» Da fare
Filtra l'elenco qui sotto copiando ogni riga che contiene la parola "pole". Maiuscole e minuscole contano.

» Estratti dell'elenco
★ ★ ★ ★ ★

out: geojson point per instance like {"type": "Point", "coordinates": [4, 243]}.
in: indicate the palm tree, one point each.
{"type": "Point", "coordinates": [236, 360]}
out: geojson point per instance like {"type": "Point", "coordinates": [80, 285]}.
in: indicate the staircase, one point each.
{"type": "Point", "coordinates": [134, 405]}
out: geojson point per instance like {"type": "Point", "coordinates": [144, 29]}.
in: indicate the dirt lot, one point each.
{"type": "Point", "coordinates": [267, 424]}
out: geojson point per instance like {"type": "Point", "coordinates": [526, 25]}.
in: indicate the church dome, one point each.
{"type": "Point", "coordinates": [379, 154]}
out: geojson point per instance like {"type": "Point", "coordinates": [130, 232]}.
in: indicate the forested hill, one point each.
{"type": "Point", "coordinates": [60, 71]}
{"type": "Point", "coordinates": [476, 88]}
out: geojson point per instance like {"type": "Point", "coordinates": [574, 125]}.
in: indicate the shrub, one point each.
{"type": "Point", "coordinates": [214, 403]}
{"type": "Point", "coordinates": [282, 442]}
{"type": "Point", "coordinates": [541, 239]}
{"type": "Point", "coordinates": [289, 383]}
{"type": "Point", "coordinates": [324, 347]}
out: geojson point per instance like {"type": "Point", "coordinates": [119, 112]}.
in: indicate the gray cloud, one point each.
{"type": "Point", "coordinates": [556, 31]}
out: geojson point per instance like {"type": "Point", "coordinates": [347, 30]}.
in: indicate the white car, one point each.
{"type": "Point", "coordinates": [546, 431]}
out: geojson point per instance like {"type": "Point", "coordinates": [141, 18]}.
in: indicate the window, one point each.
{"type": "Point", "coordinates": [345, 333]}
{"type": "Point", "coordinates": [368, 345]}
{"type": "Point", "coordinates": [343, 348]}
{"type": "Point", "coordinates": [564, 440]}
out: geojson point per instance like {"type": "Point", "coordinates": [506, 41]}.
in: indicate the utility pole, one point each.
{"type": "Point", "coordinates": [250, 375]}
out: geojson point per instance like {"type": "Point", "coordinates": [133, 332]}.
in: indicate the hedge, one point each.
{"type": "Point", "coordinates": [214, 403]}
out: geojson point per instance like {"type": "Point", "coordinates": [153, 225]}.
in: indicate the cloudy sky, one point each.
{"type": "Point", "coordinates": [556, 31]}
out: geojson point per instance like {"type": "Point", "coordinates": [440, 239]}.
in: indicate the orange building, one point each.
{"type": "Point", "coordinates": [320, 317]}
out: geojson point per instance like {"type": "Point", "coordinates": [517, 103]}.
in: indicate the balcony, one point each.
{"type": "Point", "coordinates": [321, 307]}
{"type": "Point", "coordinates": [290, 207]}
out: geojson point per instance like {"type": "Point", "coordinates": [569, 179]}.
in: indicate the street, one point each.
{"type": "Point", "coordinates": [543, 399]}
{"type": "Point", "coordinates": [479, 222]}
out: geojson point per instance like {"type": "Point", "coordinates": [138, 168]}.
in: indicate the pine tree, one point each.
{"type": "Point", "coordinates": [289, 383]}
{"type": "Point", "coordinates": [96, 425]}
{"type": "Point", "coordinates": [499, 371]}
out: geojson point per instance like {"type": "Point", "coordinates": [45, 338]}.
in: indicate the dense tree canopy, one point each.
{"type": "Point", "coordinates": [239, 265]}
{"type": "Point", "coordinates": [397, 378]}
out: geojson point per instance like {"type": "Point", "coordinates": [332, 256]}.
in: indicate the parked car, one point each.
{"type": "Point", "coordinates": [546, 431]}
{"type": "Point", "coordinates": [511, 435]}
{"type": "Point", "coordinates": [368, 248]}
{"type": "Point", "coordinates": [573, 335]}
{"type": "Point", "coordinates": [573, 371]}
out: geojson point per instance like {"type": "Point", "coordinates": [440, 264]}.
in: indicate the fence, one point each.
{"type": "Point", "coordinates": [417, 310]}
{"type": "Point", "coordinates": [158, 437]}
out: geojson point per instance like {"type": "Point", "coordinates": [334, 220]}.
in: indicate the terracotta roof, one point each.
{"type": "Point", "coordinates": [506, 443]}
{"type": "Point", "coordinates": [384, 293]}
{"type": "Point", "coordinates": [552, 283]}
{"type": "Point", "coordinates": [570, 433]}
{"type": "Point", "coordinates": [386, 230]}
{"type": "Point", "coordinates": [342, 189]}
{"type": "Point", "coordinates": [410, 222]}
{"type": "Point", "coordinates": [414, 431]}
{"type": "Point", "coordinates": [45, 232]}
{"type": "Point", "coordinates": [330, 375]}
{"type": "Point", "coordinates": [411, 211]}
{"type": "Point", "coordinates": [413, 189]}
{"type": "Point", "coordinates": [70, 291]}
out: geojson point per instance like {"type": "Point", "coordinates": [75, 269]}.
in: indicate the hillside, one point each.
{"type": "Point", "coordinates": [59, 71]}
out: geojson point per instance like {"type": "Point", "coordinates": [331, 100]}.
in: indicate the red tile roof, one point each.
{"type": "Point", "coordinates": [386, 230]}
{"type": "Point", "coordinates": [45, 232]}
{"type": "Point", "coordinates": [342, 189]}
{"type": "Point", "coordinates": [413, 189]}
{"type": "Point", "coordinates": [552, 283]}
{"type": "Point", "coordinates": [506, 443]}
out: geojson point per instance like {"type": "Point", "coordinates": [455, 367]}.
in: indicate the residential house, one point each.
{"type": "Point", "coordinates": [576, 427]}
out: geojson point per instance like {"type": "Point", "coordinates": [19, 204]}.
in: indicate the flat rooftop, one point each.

★ ★ ★ ★ ★

» Risultato
in: indicate the utility pole, one point each.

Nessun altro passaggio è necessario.